### Exercise task
Reproduce exactly the lines from the one containing "Objective — one dot on each instance of the spectator" through the end of the listing, minus the pictures.

### Provided information

● ● ● ● ● ● ●

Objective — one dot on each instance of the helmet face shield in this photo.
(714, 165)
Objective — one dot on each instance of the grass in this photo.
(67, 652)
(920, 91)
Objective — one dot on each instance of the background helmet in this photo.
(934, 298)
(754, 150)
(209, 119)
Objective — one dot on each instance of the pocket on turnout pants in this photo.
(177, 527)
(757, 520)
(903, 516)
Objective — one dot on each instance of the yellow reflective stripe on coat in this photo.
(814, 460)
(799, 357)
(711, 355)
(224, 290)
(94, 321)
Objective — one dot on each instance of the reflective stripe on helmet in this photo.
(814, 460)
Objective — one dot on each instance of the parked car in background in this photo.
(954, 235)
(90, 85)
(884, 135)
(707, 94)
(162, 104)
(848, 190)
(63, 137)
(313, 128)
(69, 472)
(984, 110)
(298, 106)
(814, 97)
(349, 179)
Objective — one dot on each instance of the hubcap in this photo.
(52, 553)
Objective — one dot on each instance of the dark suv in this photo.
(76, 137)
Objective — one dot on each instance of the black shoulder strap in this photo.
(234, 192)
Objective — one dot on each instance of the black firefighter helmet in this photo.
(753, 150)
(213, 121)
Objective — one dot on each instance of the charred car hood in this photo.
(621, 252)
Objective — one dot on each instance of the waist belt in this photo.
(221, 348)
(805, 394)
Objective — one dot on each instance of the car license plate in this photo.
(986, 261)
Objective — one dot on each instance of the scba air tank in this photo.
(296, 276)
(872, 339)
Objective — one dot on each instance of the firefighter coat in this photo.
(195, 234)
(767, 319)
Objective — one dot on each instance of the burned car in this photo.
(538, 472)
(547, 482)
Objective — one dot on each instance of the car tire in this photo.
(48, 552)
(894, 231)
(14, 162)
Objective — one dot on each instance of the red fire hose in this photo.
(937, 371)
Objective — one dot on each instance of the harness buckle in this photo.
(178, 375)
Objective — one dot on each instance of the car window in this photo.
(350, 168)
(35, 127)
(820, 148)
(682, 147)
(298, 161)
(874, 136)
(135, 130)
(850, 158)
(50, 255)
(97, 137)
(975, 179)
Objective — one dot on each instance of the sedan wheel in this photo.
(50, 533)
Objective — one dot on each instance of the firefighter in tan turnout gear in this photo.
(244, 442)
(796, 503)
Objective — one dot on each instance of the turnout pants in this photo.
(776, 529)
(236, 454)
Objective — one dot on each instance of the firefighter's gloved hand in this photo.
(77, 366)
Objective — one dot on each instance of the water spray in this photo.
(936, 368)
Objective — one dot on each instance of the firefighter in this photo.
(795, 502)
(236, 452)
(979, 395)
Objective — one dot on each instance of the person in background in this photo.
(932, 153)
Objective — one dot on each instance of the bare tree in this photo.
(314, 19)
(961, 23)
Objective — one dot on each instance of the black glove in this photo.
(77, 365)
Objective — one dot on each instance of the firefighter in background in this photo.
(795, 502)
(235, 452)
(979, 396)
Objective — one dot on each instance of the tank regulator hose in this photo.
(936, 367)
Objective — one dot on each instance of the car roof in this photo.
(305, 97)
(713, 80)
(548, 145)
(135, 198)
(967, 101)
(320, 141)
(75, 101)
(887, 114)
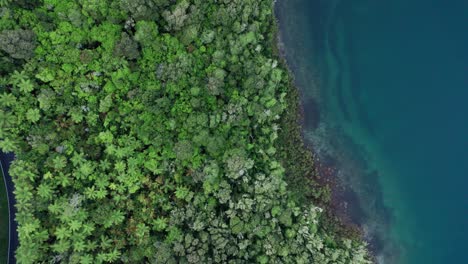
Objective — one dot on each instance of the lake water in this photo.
(4, 221)
(391, 82)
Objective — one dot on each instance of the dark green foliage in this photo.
(127, 47)
(18, 43)
(147, 131)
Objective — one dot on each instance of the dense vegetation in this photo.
(146, 131)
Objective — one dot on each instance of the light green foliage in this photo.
(18, 43)
(146, 132)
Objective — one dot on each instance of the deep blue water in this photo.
(391, 81)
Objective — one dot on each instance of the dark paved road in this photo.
(5, 160)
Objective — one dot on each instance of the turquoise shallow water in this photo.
(391, 82)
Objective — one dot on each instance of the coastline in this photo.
(356, 198)
(342, 206)
(13, 241)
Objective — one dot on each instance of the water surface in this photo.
(391, 80)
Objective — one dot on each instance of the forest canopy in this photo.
(146, 131)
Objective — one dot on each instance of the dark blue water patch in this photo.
(407, 64)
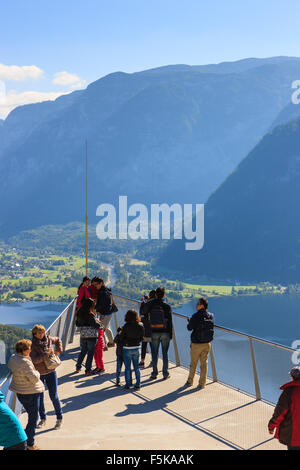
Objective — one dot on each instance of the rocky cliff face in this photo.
(171, 134)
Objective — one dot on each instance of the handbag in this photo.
(88, 332)
(52, 362)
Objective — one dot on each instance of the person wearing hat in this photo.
(286, 416)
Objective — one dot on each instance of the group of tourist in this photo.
(152, 327)
(32, 370)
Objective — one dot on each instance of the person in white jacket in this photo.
(27, 385)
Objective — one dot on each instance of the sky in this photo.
(48, 48)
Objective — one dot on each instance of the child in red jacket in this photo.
(98, 354)
(286, 416)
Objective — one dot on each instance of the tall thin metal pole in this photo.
(86, 212)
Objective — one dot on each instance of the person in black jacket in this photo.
(160, 319)
(86, 317)
(104, 307)
(145, 321)
(202, 326)
(131, 336)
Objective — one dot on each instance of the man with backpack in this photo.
(104, 307)
(159, 315)
(202, 326)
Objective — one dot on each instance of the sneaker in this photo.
(98, 371)
(187, 384)
(58, 424)
(41, 423)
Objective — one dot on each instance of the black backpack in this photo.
(104, 302)
(205, 330)
(156, 317)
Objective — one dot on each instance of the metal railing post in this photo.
(73, 321)
(177, 358)
(58, 327)
(255, 375)
(14, 402)
(66, 329)
(116, 321)
(213, 365)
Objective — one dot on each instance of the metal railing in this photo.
(63, 327)
(246, 363)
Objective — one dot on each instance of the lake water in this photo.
(27, 314)
(272, 317)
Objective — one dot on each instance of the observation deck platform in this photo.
(162, 415)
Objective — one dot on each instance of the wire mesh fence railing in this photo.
(248, 364)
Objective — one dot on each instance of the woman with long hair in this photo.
(83, 291)
(89, 326)
(27, 385)
(42, 349)
(131, 337)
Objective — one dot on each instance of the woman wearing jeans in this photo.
(131, 336)
(86, 320)
(27, 385)
(42, 349)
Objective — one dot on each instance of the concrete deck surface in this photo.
(162, 415)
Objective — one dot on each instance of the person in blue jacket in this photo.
(12, 434)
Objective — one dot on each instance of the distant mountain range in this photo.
(252, 223)
(171, 134)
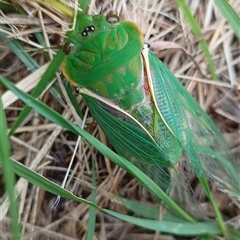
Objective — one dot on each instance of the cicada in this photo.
(144, 110)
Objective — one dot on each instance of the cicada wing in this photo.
(202, 142)
(132, 141)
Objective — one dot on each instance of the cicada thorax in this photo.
(104, 56)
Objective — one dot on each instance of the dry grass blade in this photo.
(47, 148)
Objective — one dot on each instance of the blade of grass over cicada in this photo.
(145, 112)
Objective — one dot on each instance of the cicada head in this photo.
(100, 54)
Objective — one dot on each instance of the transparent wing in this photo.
(202, 142)
(131, 141)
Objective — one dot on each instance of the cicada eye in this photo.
(112, 17)
(67, 47)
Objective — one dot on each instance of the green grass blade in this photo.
(182, 229)
(123, 163)
(92, 211)
(229, 14)
(45, 80)
(197, 31)
(8, 174)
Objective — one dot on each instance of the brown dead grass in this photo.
(48, 149)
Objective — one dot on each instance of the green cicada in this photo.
(145, 112)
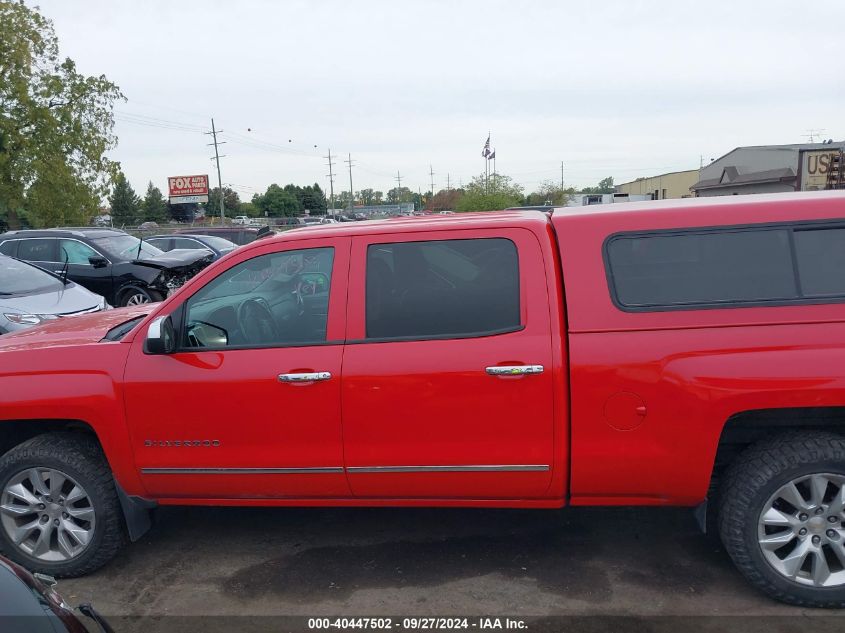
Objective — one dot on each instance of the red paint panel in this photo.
(431, 403)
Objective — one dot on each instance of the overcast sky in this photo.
(622, 88)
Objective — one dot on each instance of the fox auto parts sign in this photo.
(185, 189)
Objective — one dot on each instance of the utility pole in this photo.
(331, 178)
(216, 159)
(812, 133)
(349, 162)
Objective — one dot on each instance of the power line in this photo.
(331, 177)
(349, 162)
(216, 159)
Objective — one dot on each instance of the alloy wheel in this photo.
(47, 514)
(800, 530)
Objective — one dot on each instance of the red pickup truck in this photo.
(685, 353)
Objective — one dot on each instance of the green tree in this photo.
(549, 192)
(605, 186)
(276, 202)
(125, 204)
(55, 125)
(490, 194)
(231, 202)
(154, 206)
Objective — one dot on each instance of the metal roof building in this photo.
(772, 169)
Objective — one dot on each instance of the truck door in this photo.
(249, 406)
(447, 377)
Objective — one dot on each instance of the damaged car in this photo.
(31, 296)
(111, 263)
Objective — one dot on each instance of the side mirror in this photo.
(161, 337)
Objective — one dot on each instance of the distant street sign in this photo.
(188, 199)
(181, 187)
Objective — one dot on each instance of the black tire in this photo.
(79, 456)
(146, 295)
(750, 481)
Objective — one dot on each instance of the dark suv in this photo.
(240, 235)
(111, 263)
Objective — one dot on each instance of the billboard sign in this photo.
(186, 189)
(816, 166)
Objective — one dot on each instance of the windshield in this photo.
(221, 244)
(126, 247)
(16, 277)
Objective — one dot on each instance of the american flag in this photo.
(486, 151)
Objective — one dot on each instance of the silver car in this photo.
(30, 295)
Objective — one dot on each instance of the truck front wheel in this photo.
(59, 511)
(782, 517)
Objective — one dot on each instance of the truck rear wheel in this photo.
(782, 517)
(59, 512)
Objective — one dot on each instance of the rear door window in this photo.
(442, 288)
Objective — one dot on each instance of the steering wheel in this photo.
(255, 321)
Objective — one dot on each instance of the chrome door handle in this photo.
(305, 377)
(514, 370)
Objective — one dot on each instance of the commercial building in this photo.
(587, 199)
(774, 168)
(674, 184)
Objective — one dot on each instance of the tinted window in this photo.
(821, 261)
(37, 250)
(126, 247)
(273, 300)
(442, 288)
(184, 242)
(75, 252)
(701, 268)
(219, 243)
(161, 243)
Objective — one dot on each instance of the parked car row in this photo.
(120, 267)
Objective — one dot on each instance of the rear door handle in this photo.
(514, 370)
(305, 377)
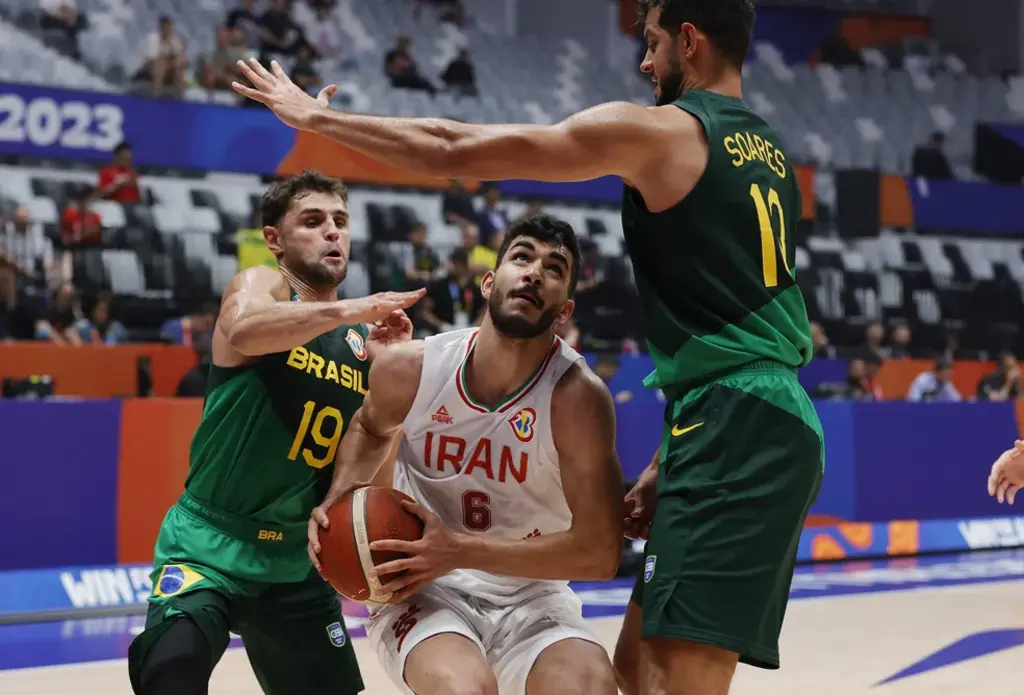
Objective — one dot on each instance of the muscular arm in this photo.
(373, 433)
(583, 419)
(257, 316)
(609, 139)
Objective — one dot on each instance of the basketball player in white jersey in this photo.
(508, 446)
(1007, 476)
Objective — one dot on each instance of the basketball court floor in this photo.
(951, 625)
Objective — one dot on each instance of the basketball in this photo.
(366, 515)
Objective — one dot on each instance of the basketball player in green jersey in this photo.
(710, 207)
(290, 365)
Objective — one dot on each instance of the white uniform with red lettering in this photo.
(489, 472)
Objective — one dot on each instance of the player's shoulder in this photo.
(260, 278)
(581, 392)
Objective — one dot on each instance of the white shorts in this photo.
(510, 637)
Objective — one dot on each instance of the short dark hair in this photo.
(281, 194)
(728, 24)
(547, 229)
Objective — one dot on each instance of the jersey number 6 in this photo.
(476, 510)
(327, 440)
(769, 265)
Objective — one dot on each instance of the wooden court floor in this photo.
(952, 639)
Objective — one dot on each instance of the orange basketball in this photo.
(366, 515)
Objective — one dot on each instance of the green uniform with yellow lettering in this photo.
(231, 553)
(741, 453)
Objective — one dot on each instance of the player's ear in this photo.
(487, 284)
(272, 239)
(566, 311)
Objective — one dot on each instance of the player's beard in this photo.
(517, 328)
(316, 274)
(671, 85)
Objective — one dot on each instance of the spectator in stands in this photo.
(457, 205)
(591, 268)
(460, 75)
(304, 73)
(875, 336)
(935, 385)
(193, 385)
(27, 250)
(166, 59)
(455, 301)
(62, 16)
(491, 217)
(480, 258)
(401, 70)
(244, 17)
(819, 342)
(421, 262)
(324, 36)
(872, 364)
(118, 180)
(279, 33)
(186, 330)
(1004, 383)
(899, 342)
(219, 69)
(62, 312)
(929, 161)
(100, 328)
(80, 225)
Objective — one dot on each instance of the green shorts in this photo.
(741, 463)
(294, 633)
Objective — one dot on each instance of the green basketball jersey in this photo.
(263, 453)
(715, 272)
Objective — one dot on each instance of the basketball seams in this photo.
(361, 539)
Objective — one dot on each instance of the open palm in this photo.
(281, 95)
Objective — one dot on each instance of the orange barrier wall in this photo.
(896, 376)
(154, 461)
(97, 371)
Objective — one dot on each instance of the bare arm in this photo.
(257, 316)
(373, 433)
(614, 138)
(608, 139)
(583, 419)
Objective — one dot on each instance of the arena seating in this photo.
(845, 118)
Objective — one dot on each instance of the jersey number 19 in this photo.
(327, 440)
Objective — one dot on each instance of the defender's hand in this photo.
(1007, 475)
(379, 307)
(432, 556)
(396, 328)
(640, 504)
(318, 520)
(281, 95)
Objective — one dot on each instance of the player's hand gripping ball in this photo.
(360, 517)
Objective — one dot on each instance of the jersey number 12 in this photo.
(769, 265)
(329, 418)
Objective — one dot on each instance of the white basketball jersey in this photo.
(488, 471)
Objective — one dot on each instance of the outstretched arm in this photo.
(258, 318)
(609, 139)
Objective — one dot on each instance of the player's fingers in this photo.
(251, 75)
(418, 510)
(260, 71)
(254, 94)
(393, 545)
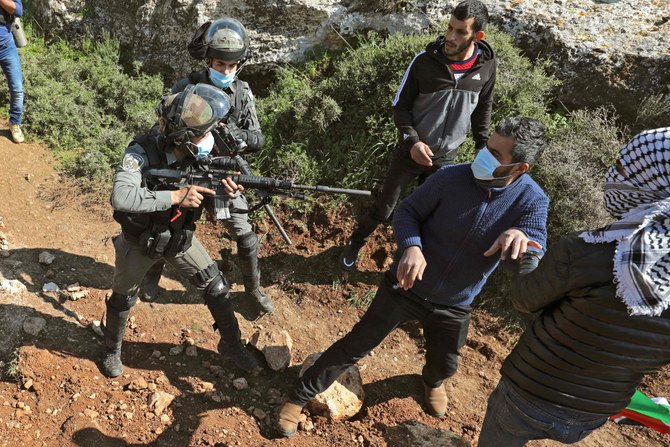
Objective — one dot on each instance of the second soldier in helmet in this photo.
(224, 47)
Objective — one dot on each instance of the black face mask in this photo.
(497, 182)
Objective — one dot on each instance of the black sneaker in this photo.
(349, 255)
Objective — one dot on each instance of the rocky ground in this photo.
(175, 390)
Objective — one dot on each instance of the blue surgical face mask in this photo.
(221, 81)
(484, 165)
(205, 145)
(483, 168)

● ● ● ● ● ● ●

### Answer to the task
Objective — one dot on each instance of the spectator in stands in this photo.
(457, 205)
(591, 268)
(460, 75)
(304, 73)
(875, 336)
(935, 385)
(193, 385)
(27, 250)
(166, 59)
(455, 301)
(62, 16)
(491, 217)
(480, 258)
(401, 70)
(244, 17)
(819, 342)
(421, 262)
(324, 36)
(872, 364)
(118, 180)
(279, 33)
(186, 330)
(1004, 383)
(899, 342)
(219, 69)
(62, 312)
(929, 161)
(100, 328)
(80, 225)
Objective — one dot on each instance of the green shorts in this photo.
(741, 463)
(294, 633)
Objective — one dot on each instance of the green basketball jersey in this photo.
(263, 453)
(715, 272)
Objective — one dot on each instance of the basketball seams in this photo.
(361, 539)
Objective — one dot on each instance of the open palm in this photo.
(281, 95)
Objective — one dot on each instance of the orange barrier wall in this photo.
(896, 376)
(154, 461)
(97, 371)
Objective — one dot on each instance of the bare arm in this photo.
(257, 316)
(373, 433)
(614, 138)
(608, 139)
(583, 419)
Objective — one dot on each instance of the arena seating in this photo.
(845, 118)
Objective — one dot on each instance of the jersey number 19 in this photo.
(327, 440)
Objective — one dot on each instance of the defender's hand in this photo.
(1007, 475)
(379, 307)
(432, 556)
(396, 328)
(640, 504)
(318, 520)
(281, 95)
Objective — one dot on each instance of the player's hand gripping ball in this photo.
(360, 517)
Objective — one dot on each instance of the jersey number 12 in this photo.
(769, 265)
(329, 418)
Objective — one dot on each instance of the white basketball jersey in this photo.
(488, 471)
Objective — one dot on each instance of the outstretched arm in this photo.
(258, 318)
(609, 139)
Objective — one dot on each instance of the player's fingers in this photo.
(251, 75)
(418, 510)
(260, 71)
(254, 94)
(393, 545)
Objective — one dot on each instance of the second soldier in helmet in this photo.
(224, 47)
Objective — one dot on each instance of the black face mask in this photo.
(497, 182)
Objective — one dot on each instance of the black sneaker in this photo.
(349, 255)
Objective — one dot on each instance of the rocky ground in this photo.
(175, 390)
Objective — one dot on each instance of the blue surgical face mask in this photo.
(221, 81)
(484, 165)
(205, 145)
(483, 168)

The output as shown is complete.